*** Opening of Records to use ***
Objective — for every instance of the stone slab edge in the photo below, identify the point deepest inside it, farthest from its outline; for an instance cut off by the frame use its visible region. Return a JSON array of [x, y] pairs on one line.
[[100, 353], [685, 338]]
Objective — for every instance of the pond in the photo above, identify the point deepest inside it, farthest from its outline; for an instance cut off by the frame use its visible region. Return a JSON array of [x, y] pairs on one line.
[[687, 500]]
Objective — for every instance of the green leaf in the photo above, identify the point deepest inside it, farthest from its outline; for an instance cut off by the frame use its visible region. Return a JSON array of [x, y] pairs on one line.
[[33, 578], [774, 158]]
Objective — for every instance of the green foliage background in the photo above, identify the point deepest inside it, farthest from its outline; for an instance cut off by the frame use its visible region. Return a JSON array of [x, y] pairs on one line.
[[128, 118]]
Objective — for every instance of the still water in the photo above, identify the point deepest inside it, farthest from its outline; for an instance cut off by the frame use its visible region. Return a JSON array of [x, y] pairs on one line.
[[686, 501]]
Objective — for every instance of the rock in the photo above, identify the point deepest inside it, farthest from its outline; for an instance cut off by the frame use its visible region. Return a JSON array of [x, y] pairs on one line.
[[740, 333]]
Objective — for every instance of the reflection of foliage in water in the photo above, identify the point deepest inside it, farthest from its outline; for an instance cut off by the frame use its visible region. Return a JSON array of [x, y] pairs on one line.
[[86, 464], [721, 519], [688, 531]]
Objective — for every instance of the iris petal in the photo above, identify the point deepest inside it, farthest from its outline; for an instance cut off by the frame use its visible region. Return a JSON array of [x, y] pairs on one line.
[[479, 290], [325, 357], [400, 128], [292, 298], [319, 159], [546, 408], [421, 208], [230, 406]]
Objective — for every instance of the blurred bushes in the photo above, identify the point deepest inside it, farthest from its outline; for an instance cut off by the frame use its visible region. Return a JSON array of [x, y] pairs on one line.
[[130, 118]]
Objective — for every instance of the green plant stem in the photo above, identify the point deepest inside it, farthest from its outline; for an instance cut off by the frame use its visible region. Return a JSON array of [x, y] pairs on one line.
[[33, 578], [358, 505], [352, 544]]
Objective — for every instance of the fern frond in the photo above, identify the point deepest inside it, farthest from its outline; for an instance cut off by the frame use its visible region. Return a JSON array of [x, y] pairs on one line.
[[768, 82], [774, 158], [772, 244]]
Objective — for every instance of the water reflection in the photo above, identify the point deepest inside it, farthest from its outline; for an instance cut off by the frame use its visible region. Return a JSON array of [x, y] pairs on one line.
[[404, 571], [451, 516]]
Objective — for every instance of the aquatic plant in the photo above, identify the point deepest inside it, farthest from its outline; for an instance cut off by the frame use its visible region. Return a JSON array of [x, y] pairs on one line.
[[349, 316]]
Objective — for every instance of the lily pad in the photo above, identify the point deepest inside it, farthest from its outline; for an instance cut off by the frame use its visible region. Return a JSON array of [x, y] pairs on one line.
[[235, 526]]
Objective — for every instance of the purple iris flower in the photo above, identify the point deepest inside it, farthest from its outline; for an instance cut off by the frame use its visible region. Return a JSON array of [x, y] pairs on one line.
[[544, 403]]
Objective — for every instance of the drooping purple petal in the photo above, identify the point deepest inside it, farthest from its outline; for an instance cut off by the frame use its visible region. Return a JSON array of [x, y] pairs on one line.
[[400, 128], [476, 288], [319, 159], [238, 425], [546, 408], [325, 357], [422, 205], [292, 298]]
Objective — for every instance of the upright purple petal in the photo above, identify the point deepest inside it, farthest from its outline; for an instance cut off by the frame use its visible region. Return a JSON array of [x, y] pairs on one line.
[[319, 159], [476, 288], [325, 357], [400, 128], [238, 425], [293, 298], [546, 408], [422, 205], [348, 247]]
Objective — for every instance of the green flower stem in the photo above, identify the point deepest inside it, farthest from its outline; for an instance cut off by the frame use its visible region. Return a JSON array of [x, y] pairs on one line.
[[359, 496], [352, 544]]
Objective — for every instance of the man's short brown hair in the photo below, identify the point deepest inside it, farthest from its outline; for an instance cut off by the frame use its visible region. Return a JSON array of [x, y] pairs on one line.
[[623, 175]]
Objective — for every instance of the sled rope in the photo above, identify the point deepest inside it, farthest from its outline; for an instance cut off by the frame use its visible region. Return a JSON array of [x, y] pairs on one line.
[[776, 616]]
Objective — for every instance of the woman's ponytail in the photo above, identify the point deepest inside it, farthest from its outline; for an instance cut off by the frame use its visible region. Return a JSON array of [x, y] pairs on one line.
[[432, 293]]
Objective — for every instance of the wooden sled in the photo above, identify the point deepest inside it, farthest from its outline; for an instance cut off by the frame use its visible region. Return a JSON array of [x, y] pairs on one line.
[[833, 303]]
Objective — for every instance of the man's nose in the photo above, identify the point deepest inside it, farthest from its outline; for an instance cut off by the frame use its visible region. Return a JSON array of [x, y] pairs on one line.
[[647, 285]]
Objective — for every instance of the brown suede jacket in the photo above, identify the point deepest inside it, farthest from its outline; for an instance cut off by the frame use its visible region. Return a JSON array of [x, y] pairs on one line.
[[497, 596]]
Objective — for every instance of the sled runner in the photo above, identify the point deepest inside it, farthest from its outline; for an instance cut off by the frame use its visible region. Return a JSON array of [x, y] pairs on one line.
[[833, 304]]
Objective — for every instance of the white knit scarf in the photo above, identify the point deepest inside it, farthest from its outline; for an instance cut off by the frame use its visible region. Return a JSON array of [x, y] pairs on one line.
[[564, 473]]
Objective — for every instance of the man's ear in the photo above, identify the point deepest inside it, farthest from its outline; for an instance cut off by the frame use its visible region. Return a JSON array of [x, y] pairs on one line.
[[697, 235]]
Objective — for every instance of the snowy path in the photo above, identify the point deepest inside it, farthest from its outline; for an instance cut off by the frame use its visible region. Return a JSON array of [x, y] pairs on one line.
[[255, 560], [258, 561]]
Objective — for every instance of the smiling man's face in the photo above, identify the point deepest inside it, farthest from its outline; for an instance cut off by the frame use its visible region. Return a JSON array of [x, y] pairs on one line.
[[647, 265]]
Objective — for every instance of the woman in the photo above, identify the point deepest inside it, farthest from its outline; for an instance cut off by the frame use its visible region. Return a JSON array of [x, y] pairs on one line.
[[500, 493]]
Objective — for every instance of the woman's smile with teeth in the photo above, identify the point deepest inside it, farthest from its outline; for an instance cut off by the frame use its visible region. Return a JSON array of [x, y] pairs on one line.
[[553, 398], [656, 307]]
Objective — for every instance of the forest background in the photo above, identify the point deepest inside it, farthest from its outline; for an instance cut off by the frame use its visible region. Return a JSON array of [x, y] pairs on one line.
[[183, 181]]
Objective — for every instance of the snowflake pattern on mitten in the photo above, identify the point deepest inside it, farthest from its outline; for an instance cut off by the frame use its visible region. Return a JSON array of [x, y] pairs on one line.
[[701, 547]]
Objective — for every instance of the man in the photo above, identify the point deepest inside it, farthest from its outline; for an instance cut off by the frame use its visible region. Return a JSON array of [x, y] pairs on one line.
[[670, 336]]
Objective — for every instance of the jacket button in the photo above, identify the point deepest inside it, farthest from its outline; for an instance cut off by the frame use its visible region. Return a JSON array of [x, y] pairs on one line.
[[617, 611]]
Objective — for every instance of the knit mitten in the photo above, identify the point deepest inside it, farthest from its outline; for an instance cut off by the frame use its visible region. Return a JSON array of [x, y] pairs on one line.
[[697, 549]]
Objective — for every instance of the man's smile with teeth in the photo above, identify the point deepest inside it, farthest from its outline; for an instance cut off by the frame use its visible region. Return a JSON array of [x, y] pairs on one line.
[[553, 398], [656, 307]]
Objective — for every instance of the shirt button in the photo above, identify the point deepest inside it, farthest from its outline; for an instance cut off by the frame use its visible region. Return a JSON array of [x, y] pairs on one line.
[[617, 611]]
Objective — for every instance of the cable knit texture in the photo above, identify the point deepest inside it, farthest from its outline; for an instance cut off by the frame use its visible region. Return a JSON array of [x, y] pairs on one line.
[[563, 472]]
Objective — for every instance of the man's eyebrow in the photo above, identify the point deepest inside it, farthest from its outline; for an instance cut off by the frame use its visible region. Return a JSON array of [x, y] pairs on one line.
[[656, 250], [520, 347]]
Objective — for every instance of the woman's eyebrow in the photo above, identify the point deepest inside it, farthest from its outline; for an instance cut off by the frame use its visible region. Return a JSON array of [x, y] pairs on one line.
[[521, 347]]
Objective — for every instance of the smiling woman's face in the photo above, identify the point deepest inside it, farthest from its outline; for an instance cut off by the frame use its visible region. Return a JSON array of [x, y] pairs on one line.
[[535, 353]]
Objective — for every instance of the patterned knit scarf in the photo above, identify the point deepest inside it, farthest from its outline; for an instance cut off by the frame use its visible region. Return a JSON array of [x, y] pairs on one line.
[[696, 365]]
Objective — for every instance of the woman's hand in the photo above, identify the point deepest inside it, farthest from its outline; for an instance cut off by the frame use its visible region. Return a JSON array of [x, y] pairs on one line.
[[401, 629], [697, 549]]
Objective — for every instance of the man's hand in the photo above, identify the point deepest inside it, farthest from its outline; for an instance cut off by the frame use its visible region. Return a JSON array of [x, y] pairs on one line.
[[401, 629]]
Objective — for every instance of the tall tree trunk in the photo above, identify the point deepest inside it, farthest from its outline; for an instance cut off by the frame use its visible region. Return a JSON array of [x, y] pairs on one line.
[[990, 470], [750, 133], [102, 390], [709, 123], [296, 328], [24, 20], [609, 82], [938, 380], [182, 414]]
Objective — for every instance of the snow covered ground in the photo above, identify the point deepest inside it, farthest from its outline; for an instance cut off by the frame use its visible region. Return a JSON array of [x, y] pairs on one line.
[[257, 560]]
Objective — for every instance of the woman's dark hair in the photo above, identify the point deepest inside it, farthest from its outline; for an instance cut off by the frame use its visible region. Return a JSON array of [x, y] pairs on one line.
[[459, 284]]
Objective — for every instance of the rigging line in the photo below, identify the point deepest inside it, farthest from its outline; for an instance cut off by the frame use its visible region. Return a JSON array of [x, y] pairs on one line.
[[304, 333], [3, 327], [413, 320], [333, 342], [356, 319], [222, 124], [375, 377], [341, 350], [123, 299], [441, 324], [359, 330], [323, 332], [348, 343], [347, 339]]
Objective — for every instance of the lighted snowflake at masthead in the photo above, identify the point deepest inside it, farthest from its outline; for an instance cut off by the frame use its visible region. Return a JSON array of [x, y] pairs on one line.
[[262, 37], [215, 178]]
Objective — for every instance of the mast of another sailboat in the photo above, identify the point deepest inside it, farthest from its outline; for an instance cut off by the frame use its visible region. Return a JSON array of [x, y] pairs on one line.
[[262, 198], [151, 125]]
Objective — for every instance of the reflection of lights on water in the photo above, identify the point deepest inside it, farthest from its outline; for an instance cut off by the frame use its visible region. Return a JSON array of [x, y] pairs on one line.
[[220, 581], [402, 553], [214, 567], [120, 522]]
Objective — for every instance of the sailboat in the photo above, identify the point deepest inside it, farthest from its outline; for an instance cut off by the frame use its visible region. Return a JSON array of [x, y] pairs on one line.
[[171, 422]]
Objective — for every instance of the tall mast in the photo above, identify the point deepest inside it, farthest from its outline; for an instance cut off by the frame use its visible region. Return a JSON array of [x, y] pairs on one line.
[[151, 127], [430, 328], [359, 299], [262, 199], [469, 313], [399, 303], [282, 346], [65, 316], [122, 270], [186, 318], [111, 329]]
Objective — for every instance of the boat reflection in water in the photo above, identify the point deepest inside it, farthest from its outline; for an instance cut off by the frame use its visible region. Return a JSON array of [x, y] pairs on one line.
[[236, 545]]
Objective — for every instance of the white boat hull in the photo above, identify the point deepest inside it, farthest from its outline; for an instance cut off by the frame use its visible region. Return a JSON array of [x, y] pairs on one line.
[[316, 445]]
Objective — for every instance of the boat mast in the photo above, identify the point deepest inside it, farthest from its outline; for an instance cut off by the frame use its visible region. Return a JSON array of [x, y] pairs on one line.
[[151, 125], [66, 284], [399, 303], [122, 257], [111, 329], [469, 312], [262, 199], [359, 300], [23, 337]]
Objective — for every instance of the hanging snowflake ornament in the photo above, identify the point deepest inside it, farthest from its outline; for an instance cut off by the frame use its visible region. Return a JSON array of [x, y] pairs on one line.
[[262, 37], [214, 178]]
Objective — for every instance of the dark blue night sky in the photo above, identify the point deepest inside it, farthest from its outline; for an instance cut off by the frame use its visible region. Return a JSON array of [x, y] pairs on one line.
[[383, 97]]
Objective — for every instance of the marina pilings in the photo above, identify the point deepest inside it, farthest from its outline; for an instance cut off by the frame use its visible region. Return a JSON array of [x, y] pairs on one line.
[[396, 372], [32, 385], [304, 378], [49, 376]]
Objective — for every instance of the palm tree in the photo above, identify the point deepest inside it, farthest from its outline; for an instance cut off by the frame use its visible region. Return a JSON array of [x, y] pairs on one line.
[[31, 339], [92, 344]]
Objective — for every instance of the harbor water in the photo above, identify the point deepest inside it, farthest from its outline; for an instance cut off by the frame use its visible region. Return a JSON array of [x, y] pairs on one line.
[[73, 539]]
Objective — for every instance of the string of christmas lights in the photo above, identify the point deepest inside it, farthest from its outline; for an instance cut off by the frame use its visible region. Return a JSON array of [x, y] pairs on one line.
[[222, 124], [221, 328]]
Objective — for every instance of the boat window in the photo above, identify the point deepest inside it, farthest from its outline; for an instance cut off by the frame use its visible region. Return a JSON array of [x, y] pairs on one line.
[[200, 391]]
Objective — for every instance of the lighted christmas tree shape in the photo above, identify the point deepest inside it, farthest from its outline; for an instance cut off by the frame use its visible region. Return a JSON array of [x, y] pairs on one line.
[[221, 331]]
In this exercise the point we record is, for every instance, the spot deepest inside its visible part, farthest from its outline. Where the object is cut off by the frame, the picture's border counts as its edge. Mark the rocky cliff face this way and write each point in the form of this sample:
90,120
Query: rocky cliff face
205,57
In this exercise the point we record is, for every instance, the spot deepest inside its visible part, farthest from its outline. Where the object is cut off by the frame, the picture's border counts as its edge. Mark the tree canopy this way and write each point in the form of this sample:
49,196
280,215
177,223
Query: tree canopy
*** Close of Records to use ***
__What to do__. What is the number of lines in the entries that include the string "part"? Reply with that number alone.

__Solution for this exercise__. 2